::: Exercise input

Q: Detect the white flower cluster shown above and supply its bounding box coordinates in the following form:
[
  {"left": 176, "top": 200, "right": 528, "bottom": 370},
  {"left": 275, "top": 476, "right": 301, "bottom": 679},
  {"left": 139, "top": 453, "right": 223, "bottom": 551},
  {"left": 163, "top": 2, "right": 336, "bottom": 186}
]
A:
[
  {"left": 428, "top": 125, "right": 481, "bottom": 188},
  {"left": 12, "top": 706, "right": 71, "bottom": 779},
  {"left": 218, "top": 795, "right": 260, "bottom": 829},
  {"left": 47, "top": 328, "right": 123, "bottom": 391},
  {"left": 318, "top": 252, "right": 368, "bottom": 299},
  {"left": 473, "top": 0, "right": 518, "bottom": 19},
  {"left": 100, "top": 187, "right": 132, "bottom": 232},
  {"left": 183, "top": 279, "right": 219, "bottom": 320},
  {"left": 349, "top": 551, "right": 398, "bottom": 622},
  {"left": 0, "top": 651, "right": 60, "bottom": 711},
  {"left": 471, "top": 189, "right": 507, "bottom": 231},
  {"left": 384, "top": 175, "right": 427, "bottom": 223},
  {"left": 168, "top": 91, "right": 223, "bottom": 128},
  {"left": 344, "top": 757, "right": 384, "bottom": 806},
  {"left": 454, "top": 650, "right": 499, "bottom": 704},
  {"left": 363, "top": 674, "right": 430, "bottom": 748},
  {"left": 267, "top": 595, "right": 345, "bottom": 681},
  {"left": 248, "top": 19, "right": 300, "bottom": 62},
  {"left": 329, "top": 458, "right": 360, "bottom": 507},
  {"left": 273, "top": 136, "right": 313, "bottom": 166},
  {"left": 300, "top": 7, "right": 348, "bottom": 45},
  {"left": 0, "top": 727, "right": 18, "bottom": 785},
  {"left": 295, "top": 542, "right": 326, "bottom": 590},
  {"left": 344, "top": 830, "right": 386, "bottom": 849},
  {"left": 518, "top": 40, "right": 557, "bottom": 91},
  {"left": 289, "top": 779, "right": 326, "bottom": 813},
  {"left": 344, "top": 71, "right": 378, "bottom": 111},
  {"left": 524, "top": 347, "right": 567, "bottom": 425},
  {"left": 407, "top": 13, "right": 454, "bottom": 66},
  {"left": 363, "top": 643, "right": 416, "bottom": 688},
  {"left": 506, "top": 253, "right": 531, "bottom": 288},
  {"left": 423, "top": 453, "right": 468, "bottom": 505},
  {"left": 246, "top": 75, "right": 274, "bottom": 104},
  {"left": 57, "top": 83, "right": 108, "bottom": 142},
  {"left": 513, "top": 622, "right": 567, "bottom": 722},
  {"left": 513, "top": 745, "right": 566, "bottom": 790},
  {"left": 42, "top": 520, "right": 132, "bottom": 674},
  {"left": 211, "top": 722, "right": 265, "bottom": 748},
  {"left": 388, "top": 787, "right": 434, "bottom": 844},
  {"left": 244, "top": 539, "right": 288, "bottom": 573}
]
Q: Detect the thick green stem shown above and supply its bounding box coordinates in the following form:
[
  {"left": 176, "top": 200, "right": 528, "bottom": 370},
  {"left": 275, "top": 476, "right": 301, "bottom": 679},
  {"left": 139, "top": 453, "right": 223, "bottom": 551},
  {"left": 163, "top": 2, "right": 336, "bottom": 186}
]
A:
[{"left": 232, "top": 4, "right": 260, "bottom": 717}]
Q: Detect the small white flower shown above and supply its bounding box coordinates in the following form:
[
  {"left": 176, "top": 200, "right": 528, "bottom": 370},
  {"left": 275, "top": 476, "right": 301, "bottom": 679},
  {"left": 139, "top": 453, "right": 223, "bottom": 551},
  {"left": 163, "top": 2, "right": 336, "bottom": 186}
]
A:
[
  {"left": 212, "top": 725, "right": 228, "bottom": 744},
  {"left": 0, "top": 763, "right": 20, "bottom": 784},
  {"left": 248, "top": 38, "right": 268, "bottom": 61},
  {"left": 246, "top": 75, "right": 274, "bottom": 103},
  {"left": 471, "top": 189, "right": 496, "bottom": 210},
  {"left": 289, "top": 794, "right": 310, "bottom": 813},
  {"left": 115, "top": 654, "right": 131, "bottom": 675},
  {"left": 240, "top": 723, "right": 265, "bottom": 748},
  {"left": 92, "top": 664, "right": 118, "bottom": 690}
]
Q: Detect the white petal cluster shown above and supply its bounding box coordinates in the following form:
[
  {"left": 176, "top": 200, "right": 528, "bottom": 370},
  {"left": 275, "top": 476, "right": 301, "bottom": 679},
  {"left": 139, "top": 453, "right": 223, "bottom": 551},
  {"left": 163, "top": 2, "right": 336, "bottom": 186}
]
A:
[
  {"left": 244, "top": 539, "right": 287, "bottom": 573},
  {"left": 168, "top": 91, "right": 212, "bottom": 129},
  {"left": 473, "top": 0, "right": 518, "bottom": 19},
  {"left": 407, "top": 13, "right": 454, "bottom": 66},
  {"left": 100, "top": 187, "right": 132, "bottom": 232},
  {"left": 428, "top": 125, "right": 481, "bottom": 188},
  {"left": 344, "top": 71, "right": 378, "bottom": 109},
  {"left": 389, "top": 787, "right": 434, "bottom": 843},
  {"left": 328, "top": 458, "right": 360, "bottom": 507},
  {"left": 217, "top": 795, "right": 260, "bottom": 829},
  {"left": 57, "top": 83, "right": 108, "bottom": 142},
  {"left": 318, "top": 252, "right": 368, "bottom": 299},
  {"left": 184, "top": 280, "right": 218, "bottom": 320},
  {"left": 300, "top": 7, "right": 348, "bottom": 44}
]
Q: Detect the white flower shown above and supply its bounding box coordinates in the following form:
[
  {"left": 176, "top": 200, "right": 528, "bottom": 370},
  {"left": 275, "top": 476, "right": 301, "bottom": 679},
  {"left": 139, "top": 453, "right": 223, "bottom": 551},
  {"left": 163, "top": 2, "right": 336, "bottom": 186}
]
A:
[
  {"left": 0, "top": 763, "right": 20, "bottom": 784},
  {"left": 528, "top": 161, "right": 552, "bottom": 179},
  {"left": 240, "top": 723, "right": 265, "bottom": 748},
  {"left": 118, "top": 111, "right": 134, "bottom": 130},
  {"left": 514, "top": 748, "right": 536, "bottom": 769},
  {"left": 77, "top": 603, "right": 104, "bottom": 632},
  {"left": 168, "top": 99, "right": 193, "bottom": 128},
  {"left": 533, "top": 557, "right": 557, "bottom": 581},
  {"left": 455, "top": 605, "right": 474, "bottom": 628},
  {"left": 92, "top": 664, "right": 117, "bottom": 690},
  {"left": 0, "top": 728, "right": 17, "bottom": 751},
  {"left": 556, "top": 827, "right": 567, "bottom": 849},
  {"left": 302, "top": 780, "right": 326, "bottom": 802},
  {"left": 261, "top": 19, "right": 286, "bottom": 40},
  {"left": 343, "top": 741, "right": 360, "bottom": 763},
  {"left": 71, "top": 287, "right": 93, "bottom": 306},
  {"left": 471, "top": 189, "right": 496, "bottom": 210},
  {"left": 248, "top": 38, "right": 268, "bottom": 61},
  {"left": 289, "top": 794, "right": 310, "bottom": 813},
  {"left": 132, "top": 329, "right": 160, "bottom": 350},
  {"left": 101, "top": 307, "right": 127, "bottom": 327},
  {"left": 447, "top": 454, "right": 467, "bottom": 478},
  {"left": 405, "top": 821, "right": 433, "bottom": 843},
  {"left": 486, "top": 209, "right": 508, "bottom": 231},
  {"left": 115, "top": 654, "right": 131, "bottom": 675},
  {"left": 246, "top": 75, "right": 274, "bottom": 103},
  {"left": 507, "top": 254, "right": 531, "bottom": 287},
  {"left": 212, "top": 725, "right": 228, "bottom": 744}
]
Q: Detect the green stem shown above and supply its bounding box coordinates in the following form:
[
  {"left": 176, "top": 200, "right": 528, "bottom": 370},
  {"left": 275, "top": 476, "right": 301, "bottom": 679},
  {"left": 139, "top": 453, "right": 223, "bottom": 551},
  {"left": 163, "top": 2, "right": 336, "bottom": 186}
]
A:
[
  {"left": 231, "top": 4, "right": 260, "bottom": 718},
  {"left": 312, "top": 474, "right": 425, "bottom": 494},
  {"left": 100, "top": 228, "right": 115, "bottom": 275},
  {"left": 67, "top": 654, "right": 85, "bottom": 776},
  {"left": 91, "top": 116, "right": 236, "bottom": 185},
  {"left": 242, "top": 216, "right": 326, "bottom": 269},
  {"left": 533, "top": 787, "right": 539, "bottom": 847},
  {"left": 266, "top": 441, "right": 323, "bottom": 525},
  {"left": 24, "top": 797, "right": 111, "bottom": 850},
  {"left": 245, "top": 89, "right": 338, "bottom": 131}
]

::::::

= Try it =
From the entries above, return each line with the word "shown" in it.

= Exercise solution =
Q: Detect the white flower cluster shown above and supply its bounding box coordinates in the following form:
Q: Detect the thick green stem shown above and supply its bounding box coordinates in the following form:
Q: Detect the small white flower shown above and supply its bounding box coordinates in the following form:
Q: Detect the white petal cluster shown above and supply its bounding box coordinates in the following form:
Q: Detect the white flower shown above and supply its bounding box coordinates in the following form:
Q: Detect the green stem shown above and supply its bounding box coordinates in the following form:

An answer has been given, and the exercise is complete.